**SET OF TASKS:**
1. Duplicate the stretch of the vector search excerpt from "CREATE EXTENSION vector;" through "and connection overhead.".
2. Answer these from the vector search excerpt:
(a) What dimension does the embedding column in the items table have?
(b) How many nearest neighbors does the example query find?
(c) What does every query pay, according to the stated trade-off?

**TEXT PASSAGE:**
::::
CREATE EXTENSION vector;
CREATE TABLE items (id serial PRIMARY KEY, embedding vector(768));
CREATE INDEX ON items USING hnsw (embedding vector_cosine_ops);
-- Query: find 10 nearest neighbors
SELECT id, embedding <=> '[0.1, 0.2, ...]' AS distance
FROM items ORDER BY distance LIMIT 10;
The trade-off: you need PostgreSQL running, and every query pays SQL parsing and connection overhead.
The fundamental question: does the overhead of a “real” index pay for itself when your dataset fits in a single NumPy array?
Benchmark Design
Vague benchmarks are useless. Here’s exactly what we tested and how.
Setup
import numpy as np
import faiss
import psycopg2
from pgvector.psycopg2 import register_vector
import time
def generate_data(n_vectors, dim):
"""Generate random unit vectors (cosine sim = dot product)."""
::::
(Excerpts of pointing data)
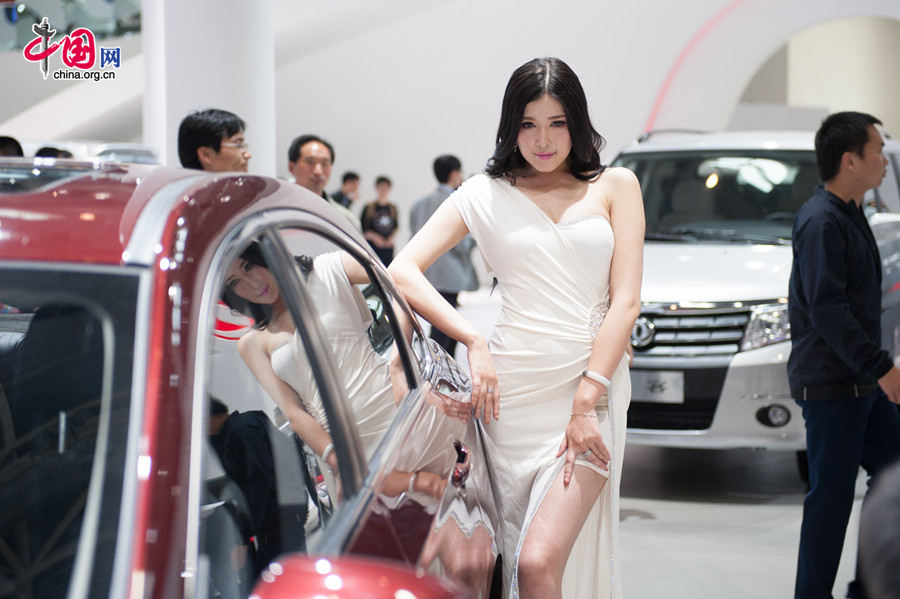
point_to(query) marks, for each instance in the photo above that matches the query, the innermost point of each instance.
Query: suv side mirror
(305, 577)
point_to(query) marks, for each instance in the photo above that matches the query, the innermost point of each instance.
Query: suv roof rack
(648, 134)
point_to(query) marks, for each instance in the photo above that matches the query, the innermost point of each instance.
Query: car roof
(114, 213)
(667, 141)
(675, 140)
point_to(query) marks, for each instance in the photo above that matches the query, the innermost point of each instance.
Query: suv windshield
(731, 196)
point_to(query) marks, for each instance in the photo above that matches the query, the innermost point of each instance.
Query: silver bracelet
(587, 414)
(328, 449)
(596, 377)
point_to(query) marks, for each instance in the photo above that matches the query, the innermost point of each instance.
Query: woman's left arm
(626, 215)
(626, 212)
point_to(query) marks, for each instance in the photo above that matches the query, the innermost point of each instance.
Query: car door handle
(461, 467)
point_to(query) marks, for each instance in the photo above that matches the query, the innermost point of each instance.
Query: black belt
(814, 392)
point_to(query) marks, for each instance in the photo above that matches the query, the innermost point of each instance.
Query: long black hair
(260, 313)
(536, 78)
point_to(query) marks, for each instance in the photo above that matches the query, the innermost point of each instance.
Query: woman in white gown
(564, 238)
(275, 354)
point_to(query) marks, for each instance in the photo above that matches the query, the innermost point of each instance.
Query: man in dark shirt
(841, 378)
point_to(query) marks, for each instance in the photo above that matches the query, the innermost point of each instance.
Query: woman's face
(544, 139)
(252, 282)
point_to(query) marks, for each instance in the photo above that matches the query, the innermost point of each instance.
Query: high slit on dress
(554, 281)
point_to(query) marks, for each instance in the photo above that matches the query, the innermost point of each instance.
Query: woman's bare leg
(553, 531)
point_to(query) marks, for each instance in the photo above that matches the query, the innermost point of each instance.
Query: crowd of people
(563, 236)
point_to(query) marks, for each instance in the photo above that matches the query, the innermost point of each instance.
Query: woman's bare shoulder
(250, 341)
(619, 177)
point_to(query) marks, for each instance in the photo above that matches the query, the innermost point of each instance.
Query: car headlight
(768, 324)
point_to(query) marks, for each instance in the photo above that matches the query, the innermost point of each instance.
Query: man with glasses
(213, 140)
(310, 159)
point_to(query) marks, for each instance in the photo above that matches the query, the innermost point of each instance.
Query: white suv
(713, 336)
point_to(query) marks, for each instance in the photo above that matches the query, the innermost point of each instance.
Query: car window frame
(266, 227)
(116, 326)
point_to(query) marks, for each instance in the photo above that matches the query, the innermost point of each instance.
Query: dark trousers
(841, 436)
(445, 341)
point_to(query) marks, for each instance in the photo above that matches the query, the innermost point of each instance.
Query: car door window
(359, 334)
(66, 352)
(272, 479)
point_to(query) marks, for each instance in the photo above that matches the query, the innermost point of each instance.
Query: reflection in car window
(271, 473)
(62, 435)
(359, 334)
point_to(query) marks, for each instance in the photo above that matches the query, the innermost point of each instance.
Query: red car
(146, 452)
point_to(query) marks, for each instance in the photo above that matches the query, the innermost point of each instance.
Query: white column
(848, 64)
(209, 54)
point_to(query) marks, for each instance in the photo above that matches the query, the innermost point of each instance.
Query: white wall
(822, 72)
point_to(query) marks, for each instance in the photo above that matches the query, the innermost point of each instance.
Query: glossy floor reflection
(698, 524)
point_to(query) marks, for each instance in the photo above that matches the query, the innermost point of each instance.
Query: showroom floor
(702, 524)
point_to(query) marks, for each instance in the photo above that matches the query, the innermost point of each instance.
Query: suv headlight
(768, 324)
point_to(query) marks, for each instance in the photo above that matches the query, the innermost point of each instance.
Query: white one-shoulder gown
(554, 280)
(365, 373)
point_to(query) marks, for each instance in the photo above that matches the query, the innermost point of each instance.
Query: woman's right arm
(441, 232)
(253, 352)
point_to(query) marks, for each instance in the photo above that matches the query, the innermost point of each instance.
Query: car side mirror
(305, 577)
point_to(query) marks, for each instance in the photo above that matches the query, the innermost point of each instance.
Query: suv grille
(692, 332)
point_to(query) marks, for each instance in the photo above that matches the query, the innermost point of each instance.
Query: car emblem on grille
(643, 332)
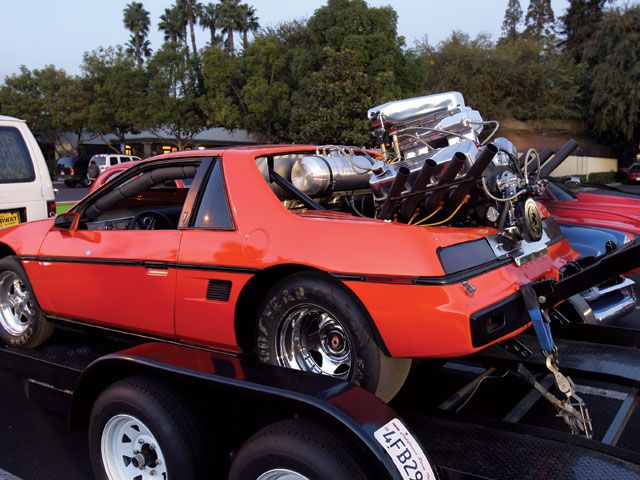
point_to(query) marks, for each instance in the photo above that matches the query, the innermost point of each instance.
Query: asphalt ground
(35, 444)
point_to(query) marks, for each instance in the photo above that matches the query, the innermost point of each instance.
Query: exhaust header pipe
(477, 169)
(396, 189)
(452, 169)
(566, 150)
(420, 183)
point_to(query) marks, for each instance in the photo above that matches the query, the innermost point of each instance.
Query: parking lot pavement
(66, 194)
(34, 444)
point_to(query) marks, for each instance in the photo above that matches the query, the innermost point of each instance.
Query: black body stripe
(447, 279)
(142, 263)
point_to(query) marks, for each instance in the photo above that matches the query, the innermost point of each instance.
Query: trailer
(155, 407)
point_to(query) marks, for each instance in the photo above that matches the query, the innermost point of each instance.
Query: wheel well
(256, 289)
(5, 250)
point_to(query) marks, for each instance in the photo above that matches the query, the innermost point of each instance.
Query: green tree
(612, 77)
(209, 18)
(512, 18)
(229, 12)
(172, 103)
(171, 25)
(118, 90)
(136, 20)
(248, 22)
(540, 18)
(579, 24)
(521, 78)
(191, 10)
(51, 102)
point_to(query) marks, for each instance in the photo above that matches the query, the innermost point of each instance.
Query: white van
(26, 192)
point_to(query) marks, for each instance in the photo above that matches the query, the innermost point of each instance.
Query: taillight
(51, 208)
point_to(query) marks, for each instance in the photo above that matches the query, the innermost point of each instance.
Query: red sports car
(329, 259)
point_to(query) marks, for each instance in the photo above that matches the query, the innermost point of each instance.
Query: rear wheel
(296, 449)
(141, 429)
(308, 322)
(22, 323)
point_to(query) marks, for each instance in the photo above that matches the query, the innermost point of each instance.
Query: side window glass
(15, 161)
(213, 211)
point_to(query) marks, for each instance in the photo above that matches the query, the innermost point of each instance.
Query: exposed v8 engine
(435, 167)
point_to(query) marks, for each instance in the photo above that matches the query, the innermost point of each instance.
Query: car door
(210, 268)
(109, 273)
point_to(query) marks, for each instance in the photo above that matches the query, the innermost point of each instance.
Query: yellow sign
(8, 219)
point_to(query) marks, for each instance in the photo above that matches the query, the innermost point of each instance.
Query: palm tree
(209, 17)
(229, 21)
(136, 20)
(171, 24)
(191, 10)
(248, 22)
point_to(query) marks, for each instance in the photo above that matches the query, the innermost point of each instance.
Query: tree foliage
(612, 76)
(579, 24)
(136, 20)
(118, 90)
(512, 19)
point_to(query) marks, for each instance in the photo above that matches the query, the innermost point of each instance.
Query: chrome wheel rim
(281, 474)
(17, 308)
(130, 451)
(313, 340)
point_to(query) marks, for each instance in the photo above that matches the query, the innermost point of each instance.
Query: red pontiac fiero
(241, 264)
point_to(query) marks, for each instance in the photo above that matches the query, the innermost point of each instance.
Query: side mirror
(575, 180)
(67, 221)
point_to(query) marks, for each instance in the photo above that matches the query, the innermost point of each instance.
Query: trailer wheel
(22, 323)
(307, 322)
(141, 429)
(296, 449)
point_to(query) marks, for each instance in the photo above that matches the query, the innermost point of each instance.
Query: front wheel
(308, 322)
(141, 429)
(22, 323)
(296, 449)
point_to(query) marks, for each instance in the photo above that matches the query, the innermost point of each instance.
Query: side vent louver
(219, 290)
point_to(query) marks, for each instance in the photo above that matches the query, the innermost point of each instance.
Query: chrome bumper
(607, 303)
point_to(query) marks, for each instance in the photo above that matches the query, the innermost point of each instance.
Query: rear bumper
(609, 303)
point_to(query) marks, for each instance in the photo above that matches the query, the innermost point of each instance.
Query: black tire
(168, 416)
(28, 329)
(369, 366)
(298, 445)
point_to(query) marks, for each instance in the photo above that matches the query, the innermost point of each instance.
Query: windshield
(560, 192)
(66, 161)
(15, 161)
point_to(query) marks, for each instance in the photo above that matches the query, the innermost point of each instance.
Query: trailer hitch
(573, 409)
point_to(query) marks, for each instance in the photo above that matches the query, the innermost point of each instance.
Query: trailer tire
(22, 322)
(166, 435)
(303, 448)
(338, 340)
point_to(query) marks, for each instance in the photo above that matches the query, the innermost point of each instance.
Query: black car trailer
(474, 417)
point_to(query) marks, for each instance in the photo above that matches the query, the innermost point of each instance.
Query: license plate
(404, 450)
(8, 219)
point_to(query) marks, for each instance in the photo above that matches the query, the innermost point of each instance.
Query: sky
(36, 33)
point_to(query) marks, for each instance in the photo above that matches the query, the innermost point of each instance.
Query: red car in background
(633, 174)
(594, 205)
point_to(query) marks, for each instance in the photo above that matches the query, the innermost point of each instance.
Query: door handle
(155, 265)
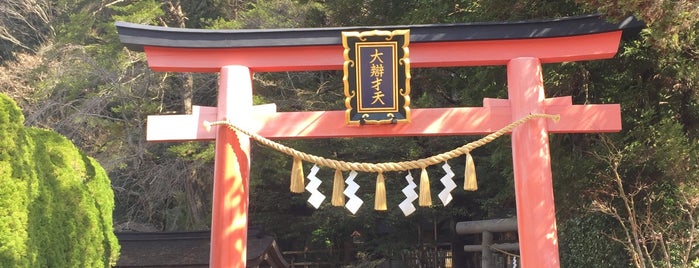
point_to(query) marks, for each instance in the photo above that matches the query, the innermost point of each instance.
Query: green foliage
(587, 243)
(55, 202)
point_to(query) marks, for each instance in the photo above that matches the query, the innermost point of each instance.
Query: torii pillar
(520, 46)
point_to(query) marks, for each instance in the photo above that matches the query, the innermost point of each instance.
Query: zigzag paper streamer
(316, 197)
(354, 202)
(410, 196)
(449, 184)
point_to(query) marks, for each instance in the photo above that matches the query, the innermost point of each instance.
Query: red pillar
(536, 215)
(231, 171)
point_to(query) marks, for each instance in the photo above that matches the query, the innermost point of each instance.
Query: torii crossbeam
(522, 46)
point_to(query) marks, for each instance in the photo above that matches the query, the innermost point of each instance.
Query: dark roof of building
(190, 249)
(136, 36)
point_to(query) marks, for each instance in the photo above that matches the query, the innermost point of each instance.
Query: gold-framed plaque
(376, 77)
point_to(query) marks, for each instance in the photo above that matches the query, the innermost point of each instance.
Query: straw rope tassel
(380, 198)
(470, 182)
(425, 195)
(338, 199)
(297, 180)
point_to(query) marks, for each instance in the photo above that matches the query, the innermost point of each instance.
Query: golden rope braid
(338, 199)
(386, 166)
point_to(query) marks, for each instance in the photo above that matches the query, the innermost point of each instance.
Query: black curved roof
(136, 36)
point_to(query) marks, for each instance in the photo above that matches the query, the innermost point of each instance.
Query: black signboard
(377, 76)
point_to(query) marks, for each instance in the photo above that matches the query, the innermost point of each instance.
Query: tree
(55, 202)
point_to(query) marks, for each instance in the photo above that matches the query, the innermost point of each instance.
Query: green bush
(55, 202)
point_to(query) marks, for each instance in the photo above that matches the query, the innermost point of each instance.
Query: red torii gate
(522, 46)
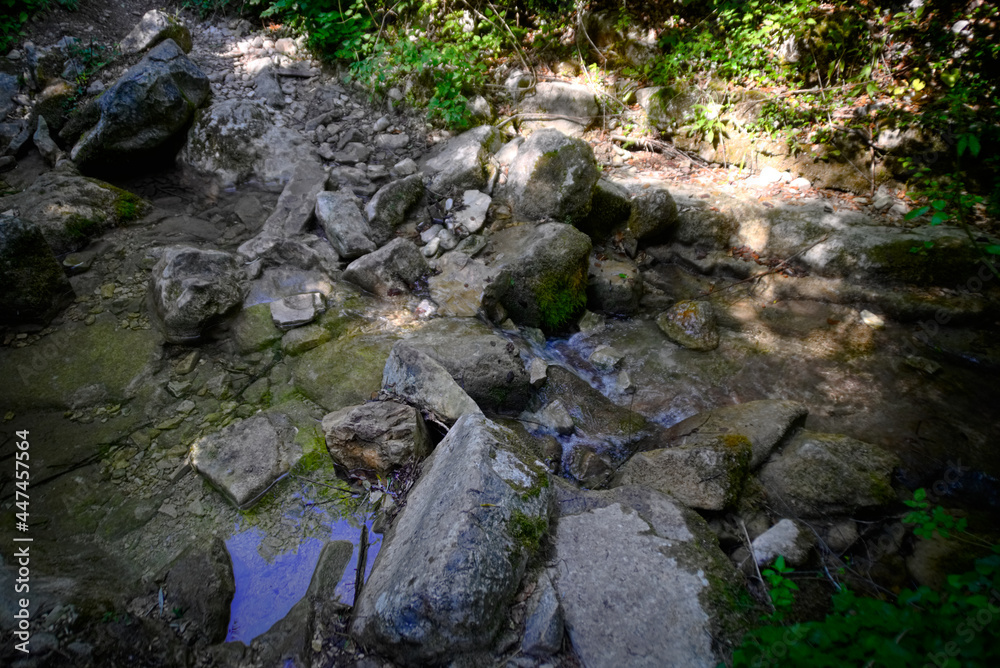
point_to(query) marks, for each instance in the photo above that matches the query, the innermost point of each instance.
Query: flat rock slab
(247, 457)
(451, 564)
(638, 577)
(764, 423)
::::
**RESPONSES IN ORDER:**
1.
CREATE EXTENSION vector;
CREATE TABLE items (id serial PRIMARY KEY, embedding vector(768));
CREATE INDEX ON items USING hnsw (embedding vector_cosine_ops);
-- Query: find 10 nearest neighbors
SELECT id, embedding <=> '[0.1, 0.2, ...]' AS distance
FROM items ORDER BY distance LIMIT 10;
The trade-off: you need PostgreSQL running, and every query pays SQL parsing and connection overhead.

2.
(a) 768
(b) 10
(c) SQL parsing and connection overhead